[Work item]
Let your answer be the line containing "Dear assistant, the user would like the building" and every line below it to the end of the records, copied exactly.

*** Opening of Data supplied ***

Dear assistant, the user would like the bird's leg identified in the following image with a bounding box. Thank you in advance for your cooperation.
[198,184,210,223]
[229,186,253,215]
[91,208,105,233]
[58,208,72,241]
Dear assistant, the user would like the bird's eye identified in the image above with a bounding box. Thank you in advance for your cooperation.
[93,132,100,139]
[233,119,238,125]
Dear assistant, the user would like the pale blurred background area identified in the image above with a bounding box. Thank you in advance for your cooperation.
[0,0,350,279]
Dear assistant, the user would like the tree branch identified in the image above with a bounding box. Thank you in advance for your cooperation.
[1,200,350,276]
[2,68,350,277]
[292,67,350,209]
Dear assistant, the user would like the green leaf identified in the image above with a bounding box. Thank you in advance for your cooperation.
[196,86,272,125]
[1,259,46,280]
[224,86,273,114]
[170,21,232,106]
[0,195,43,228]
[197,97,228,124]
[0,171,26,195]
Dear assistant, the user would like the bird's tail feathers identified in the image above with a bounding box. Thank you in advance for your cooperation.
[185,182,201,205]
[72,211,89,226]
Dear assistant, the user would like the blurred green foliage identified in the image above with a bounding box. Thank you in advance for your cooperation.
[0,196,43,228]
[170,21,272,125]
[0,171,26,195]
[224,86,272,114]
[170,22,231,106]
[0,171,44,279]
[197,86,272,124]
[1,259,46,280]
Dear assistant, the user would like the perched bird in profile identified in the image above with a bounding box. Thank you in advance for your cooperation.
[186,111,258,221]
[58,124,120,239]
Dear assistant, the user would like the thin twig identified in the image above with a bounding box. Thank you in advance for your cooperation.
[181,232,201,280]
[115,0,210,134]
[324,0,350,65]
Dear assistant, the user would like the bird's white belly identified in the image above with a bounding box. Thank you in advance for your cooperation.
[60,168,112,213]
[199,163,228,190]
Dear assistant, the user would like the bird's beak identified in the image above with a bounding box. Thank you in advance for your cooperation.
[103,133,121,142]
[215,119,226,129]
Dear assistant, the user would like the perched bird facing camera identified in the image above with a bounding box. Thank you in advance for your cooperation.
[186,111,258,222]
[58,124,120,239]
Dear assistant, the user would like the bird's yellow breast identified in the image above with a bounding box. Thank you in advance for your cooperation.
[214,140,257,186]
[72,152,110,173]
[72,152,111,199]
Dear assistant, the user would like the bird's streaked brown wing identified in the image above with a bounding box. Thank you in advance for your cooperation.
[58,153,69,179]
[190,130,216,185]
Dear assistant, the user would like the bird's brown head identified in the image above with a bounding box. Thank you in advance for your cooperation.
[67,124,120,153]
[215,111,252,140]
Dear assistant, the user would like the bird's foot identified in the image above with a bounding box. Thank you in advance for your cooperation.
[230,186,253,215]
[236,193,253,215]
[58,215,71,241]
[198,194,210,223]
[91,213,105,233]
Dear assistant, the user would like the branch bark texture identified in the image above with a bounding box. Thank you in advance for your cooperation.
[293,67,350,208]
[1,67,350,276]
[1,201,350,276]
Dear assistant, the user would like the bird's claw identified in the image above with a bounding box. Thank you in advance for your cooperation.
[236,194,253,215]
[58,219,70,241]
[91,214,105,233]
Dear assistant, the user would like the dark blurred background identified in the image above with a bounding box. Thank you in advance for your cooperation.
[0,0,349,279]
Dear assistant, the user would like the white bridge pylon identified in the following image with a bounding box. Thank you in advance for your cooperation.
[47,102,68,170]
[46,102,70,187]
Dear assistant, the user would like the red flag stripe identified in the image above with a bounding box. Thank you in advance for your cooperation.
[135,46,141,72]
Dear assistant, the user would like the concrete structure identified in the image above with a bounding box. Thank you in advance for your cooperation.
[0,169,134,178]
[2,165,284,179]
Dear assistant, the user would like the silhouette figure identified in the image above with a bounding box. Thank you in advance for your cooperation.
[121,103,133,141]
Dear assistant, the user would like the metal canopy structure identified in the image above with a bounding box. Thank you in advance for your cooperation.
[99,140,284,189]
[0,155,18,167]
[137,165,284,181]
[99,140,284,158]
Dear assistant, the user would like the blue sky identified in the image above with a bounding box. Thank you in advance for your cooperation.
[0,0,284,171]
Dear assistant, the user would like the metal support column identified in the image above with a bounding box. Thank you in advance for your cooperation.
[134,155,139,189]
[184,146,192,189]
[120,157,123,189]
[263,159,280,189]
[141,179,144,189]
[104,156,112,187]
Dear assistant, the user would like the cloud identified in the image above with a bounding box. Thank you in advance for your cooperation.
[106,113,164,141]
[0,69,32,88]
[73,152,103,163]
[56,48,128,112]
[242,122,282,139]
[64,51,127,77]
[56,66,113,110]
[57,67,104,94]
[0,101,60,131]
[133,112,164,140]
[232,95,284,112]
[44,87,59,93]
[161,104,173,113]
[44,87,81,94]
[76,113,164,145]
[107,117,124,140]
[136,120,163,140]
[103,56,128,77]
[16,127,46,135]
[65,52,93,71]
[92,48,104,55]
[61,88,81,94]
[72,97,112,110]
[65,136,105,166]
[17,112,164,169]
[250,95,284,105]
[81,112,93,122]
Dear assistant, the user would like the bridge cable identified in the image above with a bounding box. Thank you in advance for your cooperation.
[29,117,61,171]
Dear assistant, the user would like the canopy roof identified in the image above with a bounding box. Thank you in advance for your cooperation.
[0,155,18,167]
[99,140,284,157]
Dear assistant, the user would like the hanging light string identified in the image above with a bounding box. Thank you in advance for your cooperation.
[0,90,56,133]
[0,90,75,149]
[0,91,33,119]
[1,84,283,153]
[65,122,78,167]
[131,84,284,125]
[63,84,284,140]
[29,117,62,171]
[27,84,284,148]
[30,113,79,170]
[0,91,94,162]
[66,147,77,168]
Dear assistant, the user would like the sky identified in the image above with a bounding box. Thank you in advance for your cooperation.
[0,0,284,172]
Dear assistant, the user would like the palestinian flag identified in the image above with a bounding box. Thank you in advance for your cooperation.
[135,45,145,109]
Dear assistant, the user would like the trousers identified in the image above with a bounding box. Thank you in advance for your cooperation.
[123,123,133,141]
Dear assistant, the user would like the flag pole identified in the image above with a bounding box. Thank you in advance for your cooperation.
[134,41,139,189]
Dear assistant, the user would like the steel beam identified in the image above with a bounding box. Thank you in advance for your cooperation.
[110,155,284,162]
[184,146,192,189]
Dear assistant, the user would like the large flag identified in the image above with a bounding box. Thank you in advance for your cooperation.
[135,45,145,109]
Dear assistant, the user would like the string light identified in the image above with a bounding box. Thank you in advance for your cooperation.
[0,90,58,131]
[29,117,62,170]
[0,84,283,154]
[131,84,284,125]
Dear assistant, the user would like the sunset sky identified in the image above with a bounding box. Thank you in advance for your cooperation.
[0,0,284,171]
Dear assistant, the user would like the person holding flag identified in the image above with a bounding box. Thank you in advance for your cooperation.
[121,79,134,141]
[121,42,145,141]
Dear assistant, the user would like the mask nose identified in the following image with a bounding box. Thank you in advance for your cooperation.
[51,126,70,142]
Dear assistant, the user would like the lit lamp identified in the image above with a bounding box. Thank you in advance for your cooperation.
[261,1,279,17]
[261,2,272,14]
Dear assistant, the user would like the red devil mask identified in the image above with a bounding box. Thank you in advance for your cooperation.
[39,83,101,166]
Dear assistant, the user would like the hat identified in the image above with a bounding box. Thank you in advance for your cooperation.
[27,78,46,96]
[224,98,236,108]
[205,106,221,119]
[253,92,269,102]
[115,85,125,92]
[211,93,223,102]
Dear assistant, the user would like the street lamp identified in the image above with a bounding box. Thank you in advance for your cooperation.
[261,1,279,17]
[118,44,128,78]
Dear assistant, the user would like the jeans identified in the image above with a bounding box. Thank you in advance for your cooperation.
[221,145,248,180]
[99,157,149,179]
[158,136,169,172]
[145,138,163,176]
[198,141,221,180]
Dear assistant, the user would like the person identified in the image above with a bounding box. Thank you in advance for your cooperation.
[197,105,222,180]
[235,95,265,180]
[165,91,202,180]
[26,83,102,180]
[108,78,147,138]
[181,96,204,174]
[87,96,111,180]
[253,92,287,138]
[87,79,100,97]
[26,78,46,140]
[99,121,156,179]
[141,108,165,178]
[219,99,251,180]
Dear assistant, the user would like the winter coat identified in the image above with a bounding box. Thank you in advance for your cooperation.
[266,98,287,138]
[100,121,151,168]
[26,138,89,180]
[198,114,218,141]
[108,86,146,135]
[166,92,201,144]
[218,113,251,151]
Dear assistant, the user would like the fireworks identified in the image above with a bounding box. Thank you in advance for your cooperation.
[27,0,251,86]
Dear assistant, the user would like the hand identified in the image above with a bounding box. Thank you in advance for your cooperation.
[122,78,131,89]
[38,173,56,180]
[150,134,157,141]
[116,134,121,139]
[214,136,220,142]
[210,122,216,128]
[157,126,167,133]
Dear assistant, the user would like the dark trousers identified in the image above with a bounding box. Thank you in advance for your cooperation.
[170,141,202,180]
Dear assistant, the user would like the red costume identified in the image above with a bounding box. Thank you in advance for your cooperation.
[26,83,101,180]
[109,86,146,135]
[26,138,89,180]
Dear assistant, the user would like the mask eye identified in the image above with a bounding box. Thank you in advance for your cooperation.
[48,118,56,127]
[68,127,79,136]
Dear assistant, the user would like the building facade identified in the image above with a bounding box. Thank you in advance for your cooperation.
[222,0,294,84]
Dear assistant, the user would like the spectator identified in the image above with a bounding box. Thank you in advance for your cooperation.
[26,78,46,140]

*** Close of Data supplied ***

[Answer for the task]
Dear assistant, the user would like the building facade identified in the image above with a bounding box. Thank you in advance for your cooperation.
[222,0,294,84]
Dear assistant, the user would like the spectator identified in the image above with a bounding box. Thank you in advance for your cooperation.
[26,78,46,140]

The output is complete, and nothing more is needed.